* **Pointing and labeling data**

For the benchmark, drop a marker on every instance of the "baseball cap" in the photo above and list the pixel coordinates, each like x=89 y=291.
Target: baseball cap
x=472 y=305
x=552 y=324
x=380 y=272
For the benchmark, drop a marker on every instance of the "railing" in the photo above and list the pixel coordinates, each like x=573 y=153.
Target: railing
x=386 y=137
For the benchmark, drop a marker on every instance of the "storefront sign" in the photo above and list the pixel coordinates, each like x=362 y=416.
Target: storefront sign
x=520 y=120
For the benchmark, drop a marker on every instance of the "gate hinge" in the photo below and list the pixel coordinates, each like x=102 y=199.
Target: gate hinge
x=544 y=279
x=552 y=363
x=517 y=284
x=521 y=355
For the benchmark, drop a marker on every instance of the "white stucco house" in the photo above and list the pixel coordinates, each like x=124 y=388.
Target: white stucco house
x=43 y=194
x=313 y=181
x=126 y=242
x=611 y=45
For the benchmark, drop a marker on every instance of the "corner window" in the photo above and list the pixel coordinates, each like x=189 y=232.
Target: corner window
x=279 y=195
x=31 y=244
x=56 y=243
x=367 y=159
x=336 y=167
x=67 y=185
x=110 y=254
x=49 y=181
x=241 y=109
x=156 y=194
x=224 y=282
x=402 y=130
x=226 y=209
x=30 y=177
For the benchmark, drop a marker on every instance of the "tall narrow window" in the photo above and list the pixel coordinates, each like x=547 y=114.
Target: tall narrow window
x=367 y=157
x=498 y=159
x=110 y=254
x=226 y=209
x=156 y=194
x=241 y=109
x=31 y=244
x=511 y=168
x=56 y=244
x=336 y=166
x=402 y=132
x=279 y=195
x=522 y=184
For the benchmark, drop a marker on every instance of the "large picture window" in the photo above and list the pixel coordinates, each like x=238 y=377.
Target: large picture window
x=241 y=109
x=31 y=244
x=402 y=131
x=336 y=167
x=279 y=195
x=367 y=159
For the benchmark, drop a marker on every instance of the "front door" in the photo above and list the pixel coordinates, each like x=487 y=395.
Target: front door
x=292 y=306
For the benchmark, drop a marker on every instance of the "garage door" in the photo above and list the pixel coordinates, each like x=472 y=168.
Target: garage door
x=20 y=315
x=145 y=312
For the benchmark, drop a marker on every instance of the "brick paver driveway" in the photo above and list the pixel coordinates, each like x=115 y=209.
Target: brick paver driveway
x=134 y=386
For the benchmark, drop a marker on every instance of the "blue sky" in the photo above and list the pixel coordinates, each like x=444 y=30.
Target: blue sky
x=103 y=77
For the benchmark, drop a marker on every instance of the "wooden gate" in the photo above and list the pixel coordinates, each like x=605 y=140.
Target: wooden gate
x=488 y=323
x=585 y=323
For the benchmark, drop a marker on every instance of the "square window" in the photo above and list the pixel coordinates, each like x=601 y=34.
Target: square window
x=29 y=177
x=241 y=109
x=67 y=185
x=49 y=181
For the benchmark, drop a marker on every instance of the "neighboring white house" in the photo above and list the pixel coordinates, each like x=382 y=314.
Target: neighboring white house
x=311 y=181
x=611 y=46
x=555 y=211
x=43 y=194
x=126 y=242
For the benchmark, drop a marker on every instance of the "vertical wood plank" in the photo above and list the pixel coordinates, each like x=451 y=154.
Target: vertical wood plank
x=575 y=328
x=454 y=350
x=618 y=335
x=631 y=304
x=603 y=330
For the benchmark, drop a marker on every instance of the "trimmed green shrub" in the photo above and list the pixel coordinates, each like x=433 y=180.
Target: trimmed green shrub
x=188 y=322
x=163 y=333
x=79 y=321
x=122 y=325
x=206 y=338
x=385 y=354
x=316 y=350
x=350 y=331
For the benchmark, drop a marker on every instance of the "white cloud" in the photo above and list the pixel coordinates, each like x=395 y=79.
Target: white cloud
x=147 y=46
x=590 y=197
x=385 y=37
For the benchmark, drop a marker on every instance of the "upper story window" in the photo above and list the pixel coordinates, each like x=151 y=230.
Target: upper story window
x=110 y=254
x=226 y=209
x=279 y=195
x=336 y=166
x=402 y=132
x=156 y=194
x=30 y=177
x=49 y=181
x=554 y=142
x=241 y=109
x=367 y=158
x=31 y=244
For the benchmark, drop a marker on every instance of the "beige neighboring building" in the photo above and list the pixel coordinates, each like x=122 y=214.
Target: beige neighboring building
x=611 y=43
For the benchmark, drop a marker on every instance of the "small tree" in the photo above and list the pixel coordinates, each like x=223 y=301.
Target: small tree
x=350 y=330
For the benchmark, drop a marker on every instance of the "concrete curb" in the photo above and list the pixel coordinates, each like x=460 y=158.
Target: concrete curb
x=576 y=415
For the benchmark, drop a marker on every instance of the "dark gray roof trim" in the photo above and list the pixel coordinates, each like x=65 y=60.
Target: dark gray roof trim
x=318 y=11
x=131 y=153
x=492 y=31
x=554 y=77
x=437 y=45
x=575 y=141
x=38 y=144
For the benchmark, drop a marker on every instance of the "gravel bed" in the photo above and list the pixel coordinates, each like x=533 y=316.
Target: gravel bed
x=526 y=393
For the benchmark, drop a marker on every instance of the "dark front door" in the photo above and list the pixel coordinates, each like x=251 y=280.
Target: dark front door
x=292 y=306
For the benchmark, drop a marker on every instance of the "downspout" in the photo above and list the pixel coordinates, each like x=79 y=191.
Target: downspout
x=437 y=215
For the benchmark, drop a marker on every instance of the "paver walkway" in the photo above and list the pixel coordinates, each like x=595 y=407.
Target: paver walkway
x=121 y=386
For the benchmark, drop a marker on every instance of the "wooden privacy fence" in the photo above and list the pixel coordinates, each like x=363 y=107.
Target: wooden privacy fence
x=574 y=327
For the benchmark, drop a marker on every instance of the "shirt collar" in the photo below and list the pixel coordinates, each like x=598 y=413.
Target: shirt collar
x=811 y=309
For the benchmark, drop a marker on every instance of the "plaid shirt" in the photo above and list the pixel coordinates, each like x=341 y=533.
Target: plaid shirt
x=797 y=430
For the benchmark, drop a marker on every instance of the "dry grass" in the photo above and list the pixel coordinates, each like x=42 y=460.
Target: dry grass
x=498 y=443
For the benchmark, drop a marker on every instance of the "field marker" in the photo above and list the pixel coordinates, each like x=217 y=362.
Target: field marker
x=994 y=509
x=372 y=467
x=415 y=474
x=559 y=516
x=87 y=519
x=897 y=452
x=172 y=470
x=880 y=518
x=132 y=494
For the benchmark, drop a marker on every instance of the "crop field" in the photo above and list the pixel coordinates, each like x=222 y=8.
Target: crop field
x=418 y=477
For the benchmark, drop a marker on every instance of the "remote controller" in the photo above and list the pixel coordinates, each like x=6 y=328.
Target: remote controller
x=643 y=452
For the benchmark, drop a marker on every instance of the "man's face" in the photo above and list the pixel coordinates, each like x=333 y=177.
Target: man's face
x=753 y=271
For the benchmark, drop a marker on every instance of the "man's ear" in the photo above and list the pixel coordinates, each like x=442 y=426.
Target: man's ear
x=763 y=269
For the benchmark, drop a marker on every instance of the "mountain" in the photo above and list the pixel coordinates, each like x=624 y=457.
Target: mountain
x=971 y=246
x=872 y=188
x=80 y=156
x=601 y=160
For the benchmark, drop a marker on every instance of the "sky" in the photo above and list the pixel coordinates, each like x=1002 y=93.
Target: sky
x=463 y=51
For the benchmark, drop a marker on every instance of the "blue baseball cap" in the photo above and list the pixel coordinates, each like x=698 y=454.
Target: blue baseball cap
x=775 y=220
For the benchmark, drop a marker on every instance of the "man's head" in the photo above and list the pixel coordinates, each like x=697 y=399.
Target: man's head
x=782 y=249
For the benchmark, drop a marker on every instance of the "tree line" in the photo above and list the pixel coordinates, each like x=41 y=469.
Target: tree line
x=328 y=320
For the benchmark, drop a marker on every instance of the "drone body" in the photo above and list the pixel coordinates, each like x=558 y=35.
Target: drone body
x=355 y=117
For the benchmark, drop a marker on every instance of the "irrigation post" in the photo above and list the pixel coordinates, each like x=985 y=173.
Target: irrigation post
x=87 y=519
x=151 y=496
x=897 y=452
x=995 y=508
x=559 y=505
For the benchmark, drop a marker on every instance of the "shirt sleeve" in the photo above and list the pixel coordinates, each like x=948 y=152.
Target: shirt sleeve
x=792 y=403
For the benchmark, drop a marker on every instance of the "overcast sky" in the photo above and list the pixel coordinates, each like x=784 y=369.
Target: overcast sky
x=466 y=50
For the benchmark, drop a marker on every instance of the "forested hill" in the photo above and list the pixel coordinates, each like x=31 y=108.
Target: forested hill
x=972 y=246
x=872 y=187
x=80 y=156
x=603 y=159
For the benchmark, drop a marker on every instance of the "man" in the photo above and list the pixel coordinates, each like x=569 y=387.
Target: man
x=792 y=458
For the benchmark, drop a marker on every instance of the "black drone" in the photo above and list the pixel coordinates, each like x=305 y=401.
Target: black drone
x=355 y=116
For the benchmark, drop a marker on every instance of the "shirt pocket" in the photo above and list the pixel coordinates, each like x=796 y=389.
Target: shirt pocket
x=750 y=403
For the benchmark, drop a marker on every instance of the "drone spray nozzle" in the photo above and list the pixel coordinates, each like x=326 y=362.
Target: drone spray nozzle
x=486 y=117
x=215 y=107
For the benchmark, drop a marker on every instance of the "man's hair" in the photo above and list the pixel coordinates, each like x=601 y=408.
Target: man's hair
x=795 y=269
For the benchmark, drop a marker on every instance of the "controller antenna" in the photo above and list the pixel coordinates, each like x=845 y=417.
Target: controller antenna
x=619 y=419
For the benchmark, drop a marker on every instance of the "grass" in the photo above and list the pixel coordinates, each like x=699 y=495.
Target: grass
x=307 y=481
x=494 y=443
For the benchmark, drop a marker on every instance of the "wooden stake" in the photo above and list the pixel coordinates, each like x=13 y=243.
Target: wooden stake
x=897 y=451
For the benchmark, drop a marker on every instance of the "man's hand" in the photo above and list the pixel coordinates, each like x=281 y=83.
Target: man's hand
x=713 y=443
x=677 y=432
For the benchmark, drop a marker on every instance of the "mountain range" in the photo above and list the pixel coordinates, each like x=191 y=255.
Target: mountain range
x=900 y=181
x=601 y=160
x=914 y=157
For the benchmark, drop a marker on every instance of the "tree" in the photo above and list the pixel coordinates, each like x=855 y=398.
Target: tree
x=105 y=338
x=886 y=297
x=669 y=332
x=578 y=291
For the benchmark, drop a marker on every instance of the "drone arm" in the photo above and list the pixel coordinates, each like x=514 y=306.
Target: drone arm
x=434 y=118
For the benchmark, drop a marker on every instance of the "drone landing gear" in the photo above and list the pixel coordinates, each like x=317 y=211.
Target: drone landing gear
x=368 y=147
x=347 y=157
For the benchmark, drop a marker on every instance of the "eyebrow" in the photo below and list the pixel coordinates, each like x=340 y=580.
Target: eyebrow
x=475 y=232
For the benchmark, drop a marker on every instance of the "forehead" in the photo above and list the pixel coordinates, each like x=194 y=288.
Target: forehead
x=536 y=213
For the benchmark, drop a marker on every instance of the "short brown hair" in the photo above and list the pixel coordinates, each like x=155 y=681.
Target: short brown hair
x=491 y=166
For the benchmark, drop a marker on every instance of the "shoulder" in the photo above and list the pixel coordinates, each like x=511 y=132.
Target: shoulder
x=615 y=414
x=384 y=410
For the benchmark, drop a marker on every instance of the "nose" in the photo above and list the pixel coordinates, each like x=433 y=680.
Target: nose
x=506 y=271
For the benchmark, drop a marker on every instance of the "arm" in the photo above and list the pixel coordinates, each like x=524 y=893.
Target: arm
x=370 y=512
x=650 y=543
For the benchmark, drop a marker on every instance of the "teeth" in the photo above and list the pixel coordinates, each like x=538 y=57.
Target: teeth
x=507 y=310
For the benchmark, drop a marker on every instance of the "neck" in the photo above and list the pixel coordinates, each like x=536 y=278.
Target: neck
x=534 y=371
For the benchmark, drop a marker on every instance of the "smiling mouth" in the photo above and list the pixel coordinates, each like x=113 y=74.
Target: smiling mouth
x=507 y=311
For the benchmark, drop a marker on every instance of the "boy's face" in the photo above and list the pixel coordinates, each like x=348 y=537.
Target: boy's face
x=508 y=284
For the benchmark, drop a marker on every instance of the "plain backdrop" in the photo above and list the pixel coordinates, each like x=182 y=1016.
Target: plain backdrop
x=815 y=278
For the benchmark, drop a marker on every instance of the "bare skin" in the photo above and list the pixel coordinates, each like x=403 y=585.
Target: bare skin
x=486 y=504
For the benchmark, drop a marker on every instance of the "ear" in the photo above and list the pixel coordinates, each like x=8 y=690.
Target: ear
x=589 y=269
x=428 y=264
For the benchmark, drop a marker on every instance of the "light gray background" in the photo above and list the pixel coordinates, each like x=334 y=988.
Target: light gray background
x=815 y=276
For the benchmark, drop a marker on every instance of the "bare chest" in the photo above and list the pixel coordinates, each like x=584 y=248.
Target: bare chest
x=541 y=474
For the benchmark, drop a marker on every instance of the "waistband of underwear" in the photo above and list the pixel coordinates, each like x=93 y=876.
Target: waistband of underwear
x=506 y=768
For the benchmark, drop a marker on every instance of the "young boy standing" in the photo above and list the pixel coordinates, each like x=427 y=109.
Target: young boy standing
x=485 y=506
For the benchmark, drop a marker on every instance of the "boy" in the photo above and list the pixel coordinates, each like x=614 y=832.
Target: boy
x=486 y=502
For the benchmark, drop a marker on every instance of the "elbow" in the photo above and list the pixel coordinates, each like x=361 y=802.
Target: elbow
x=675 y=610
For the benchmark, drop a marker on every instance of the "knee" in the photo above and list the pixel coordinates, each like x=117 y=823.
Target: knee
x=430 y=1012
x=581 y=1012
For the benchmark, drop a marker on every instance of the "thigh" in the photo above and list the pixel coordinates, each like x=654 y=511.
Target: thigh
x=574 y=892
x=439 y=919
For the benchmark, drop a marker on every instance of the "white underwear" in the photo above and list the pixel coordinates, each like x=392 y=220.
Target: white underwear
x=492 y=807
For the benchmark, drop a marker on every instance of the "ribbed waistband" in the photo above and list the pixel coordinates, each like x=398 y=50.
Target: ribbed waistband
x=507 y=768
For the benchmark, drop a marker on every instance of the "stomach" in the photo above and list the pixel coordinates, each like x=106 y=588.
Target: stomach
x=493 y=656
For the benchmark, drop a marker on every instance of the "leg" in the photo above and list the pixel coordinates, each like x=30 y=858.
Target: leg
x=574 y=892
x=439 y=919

* **Brief**
Reproduce the data verbatim, beginning with the line containing "like x=333 y=177." and continuing through the line containing "x=559 y=505", both included.

* **Exercise response**
For the benchmark, drop a marker on every instance of the "man's face" in the photo above and list the pixel coordinates, each like x=333 y=177.
Target: man's face
x=753 y=271
For the benchmark, drop a marker on every instance of the "man's ear" in the photo above and list the pixel coordinates, each like x=442 y=426.
Target: man's ear
x=763 y=269
For the benchmark, drop a marker on every instance of the "mountain" in the photo above and list the pixel coordinates, each like x=624 y=457.
Target: mountain
x=971 y=246
x=872 y=188
x=80 y=156
x=601 y=160
For the benchmark, drop a marker on every instance of the "sky" in the photo above and list the pixel coordinates, each like x=1002 y=93.
Target: sky
x=463 y=51
For the benchmark, drop a marker on every instance of the "blue baseball cap" in the photo above and list the pixel coordinates, each like x=698 y=454.
Target: blue baseball cap
x=775 y=220
For the benchmark, drop a marker on every instance of the "man's head" in the photo above and list the pixel coordinates, each like x=697 y=399.
Target: man's head
x=782 y=249
For the benchmark, drop a marker on every instance of the "tree line" in the photo above and list the pixel coordinates, each like x=41 y=469.
Target: tree line
x=328 y=320
For the benchmark, drop a marker on every instance of the "drone body" in the photo above and list the pixel coordinates, each like x=558 y=35.
Target: drone body
x=355 y=117
For the benchmark, drop a marker on every instance of the "irrigation post" in the photo above and list the pixel coordinates, each like x=985 y=173.
Target: irrigation post
x=87 y=519
x=151 y=496
x=897 y=452
x=995 y=508
x=559 y=505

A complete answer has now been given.